WHAT THIS TASK INVOLVES: Recast the material below as a Markdown table with the columns "Row" and "Line," giving each non-blank line its own numbered row. Leave the pictures out of the table.

══════════════════════════════

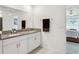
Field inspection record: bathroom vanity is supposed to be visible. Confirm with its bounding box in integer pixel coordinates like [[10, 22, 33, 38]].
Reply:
[[0, 29, 41, 54]]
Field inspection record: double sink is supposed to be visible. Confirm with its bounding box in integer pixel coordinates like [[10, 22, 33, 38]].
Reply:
[[1, 29, 38, 39]]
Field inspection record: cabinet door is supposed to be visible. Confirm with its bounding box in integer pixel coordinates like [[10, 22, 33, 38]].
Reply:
[[0, 40, 2, 54], [28, 33, 40, 51], [34, 33, 41, 48], [19, 39, 28, 54], [3, 43, 18, 54]]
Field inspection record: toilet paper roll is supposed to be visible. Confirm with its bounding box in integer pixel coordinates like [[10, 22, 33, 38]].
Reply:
[[0, 31, 2, 34]]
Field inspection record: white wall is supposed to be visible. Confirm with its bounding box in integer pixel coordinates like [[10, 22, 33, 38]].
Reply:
[[0, 5, 32, 31], [33, 6, 66, 53]]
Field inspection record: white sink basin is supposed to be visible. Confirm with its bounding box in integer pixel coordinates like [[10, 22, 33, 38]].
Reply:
[[9, 34, 19, 36]]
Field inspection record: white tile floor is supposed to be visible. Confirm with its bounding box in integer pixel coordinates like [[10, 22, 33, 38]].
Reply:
[[66, 42, 79, 54], [30, 42, 79, 54]]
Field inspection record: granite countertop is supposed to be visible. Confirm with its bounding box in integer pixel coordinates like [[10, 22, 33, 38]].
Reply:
[[1, 28, 41, 40]]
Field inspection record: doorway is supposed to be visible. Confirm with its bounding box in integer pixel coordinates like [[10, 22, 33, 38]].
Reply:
[[66, 6, 79, 54]]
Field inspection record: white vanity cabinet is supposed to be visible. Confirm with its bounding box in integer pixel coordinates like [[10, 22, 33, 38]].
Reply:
[[19, 35, 28, 54], [28, 32, 41, 52], [3, 35, 27, 54], [3, 37, 19, 54], [0, 40, 2, 54], [3, 32, 40, 54]]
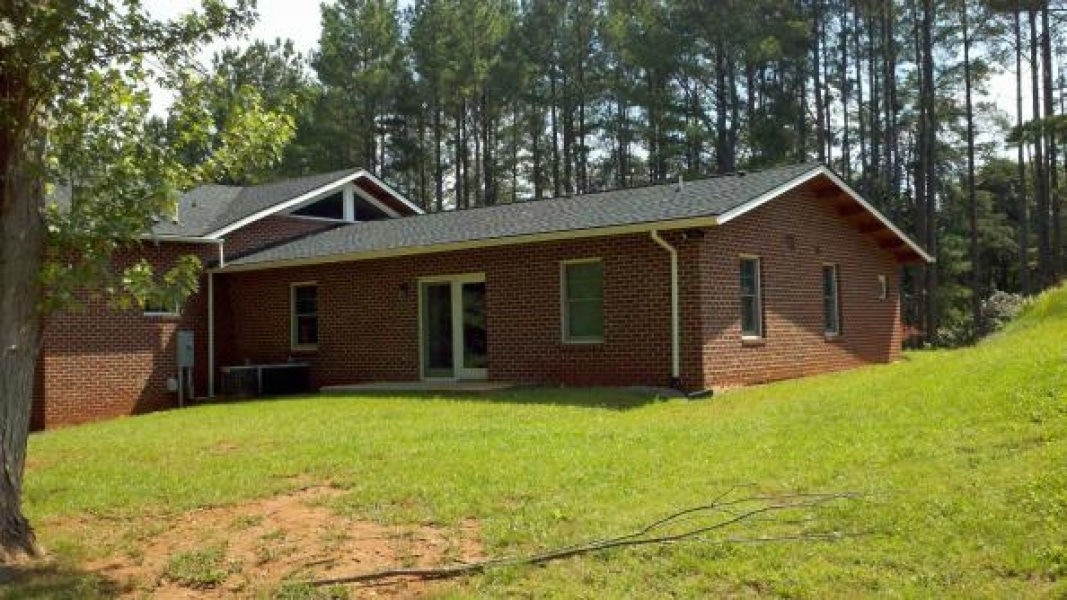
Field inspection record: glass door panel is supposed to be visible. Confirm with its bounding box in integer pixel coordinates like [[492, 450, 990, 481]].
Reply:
[[421, 282, 456, 377], [460, 282, 489, 379]]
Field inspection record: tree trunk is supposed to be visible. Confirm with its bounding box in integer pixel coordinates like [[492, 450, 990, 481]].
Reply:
[[960, 2, 983, 331], [1030, 11, 1052, 290], [811, 0, 827, 164], [0, 131, 45, 562], [1041, 3, 1063, 285], [1015, 11, 1030, 295]]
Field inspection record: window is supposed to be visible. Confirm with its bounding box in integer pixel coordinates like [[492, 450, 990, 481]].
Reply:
[[291, 283, 319, 349], [144, 297, 181, 317], [823, 265, 841, 335], [562, 259, 604, 343], [740, 256, 763, 337]]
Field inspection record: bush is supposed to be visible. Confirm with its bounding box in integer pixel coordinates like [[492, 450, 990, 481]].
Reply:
[[978, 289, 1024, 335], [938, 289, 1025, 348]]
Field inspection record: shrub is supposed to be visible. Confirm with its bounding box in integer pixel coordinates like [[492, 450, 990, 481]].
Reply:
[[978, 289, 1024, 335]]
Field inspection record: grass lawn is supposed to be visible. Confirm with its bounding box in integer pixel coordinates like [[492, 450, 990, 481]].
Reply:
[[8, 289, 1067, 598]]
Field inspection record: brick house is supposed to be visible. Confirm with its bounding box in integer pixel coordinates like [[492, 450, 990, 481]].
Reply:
[[35, 163, 930, 427]]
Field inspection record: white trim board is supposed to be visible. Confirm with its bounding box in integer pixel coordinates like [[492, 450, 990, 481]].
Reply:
[[213, 217, 715, 272], [212, 167, 934, 272], [204, 169, 424, 237], [716, 165, 935, 263]]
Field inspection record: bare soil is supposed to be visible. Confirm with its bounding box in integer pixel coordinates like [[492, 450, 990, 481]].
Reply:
[[66, 487, 482, 599]]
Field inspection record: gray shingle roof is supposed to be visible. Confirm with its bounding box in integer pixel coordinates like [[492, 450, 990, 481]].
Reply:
[[152, 169, 359, 237], [229, 163, 819, 266]]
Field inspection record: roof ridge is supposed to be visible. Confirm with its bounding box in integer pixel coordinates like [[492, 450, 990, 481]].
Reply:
[[384, 160, 824, 219]]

══════════════════════════════

TASK ANSWER:
| Row | Line |
|---|---|
| 1 | Field inspection record: bathroom vanity is supposed to be visible. Confirm with its bounding box in integer pixel coordinates like [[10, 22, 33, 38]]. |
| 2 | Reply: |
| 3 | [[0, 29, 41, 54]] |
| 4 | Field inspection record: double sink is supposed to be visible. Confirm with its bounding box in integer pixel coordinates like [[10, 22, 33, 38]]. |
| 5 | Reply: |
| 6 | [[1, 29, 38, 39]] |
| 7 | Field inspection record: cabinet door is supposed to be visible. Confirm with its bounding box in integer pixel coordinates like [[10, 22, 33, 38]]. |
| 8 | Reply: |
| 9 | [[0, 40, 2, 54], [28, 33, 40, 51], [34, 33, 41, 48], [19, 39, 28, 54], [3, 43, 18, 54]] |
| 10 | Field inspection record: toilet paper roll is supposed to be visible. Confirm with its bounding box in integer pixel coordinates like [[10, 22, 33, 38]]. |
| 11 | Reply: |
| 12 | [[0, 31, 2, 34]] |
| 13 | Field inspection record: white wall is supposed to be visible. Confirm with its bounding box in integer pixel coordinates like [[10, 22, 33, 38]]. |
| 14 | Reply: |
| 15 | [[0, 5, 32, 31], [33, 6, 66, 53]] |
| 16 | Field inspection record: white sink basin is supposed to be visible. Confirm with its bounding box in integer pixel coordinates like [[10, 22, 33, 38]]. |
| 17 | Reply: |
| 18 | [[9, 34, 19, 36]] |
| 19 | Field inspection record: white tile floor is supposed to be visible. Confirm with its bounding box in integer pixel coordinates like [[10, 22, 33, 38]]. |
| 20 | Reply: |
| 21 | [[66, 42, 79, 54], [30, 42, 79, 54]] |
| 22 | Field inspection record: granite countertop is supposed to be visible. Confirm with its bounding box in integer pixel coordinates like [[10, 22, 33, 38]]. |
| 23 | Reply: |
| 24 | [[1, 28, 41, 40]] |
| 25 | Field inspection record: doorway is supposed to be visible. Confirm with its bounding box in integer pixel coordinates like [[10, 22, 33, 38]]. |
| 26 | Reply: |
| 27 | [[66, 6, 79, 54]] |
| 28 | Field inspection record: white vanity cabinet is supposed to be visible. Confirm with its bounding box in integer pixel coordinates like [[10, 22, 33, 38]]. |
| 29 | Reply: |
| 30 | [[19, 35, 28, 54], [28, 32, 41, 52], [3, 35, 27, 54], [3, 37, 19, 54], [0, 40, 2, 54], [3, 32, 40, 54]] |
| 31 | Field inspection record: glass door panel is supposed to be visible. Confirm with its bounding box in integer pixel coordinates like [[492, 450, 990, 481]]. |
| 32 | Reply: |
| 33 | [[421, 282, 456, 377], [460, 282, 489, 379]] |
| 34 | Field inspection record: tree trunk is supposed to be visible. Confirm with its bounding box in integer pixel coordinates like [[492, 450, 990, 481]]. |
| 35 | Reply: |
| 36 | [[960, 2, 983, 331], [1030, 11, 1052, 290], [811, 0, 827, 164], [0, 131, 45, 562], [1041, 3, 1063, 285], [1015, 11, 1030, 295]] |
| 37 | Field inspection record: window is supposed to be visible. Confirm with its bounding box in integer pixel coordinates like [[492, 450, 990, 481]]. |
| 38 | Reply: |
| 39 | [[291, 283, 319, 349], [144, 297, 181, 317], [823, 265, 841, 335], [562, 259, 604, 343], [740, 256, 763, 337]] |
| 40 | Field inspection record: bush is supposed to be visible. Confirm with its bounding box in integer pixel coordinates like [[492, 450, 990, 481]]. |
| 41 | Reply: |
| 42 | [[978, 289, 1024, 335], [938, 289, 1025, 348]] |
| 43 | Field inspection record: shrub is supposed to be visible. Confirm with its bounding box in integer pixel coordinates like [[492, 450, 990, 481]]. |
| 44 | Reply: |
| 45 | [[978, 289, 1024, 335]] |
| 46 | Field inspection record: grass lawn is supposed to be visible. Confirm with its bounding box in integer pixel coordinates like [[492, 450, 990, 481]]. |
| 47 | Reply: |
| 48 | [[8, 289, 1067, 598]] |
| 49 | Field inspection record: brick house is supposed to be visible. Confirm with its bounding box in integer pixel coordinates like [[492, 450, 990, 481]]. |
| 50 | Reply: |
| 51 | [[35, 163, 930, 427]] |
| 52 | Field inspection record: white trim board is supposed to be visible. Confirm with its bounding box in integer pixel coordinates like [[492, 450, 990, 481]]. |
| 53 | Reply: |
| 54 | [[213, 217, 715, 272], [212, 167, 934, 272], [204, 169, 424, 237], [716, 165, 935, 263]] |
| 55 | Field inspection record: bare soil is supposed to be visible. Confirm with its bounding box in integer pixel coordinates like [[492, 450, 990, 481]]. |
| 56 | Reply: |
| 57 | [[66, 487, 482, 599]] |
| 58 | Field inspection record: gray shingle roof is supposed to be visible. Confirm with its bounding box in integer pixel coordinates like [[492, 450, 990, 481]]. |
| 59 | Reply: |
| 60 | [[152, 169, 359, 237], [229, 163, 819, 266]] |
| 61 | Field inspection record: roof ridge is supposed to be visible. Confirm with its bounding box in integer pixel coordinates like [[492, 450, 990, 481]]. |
| 62 | Reply: |
| 63 | [[384, 160, 824, 219]] |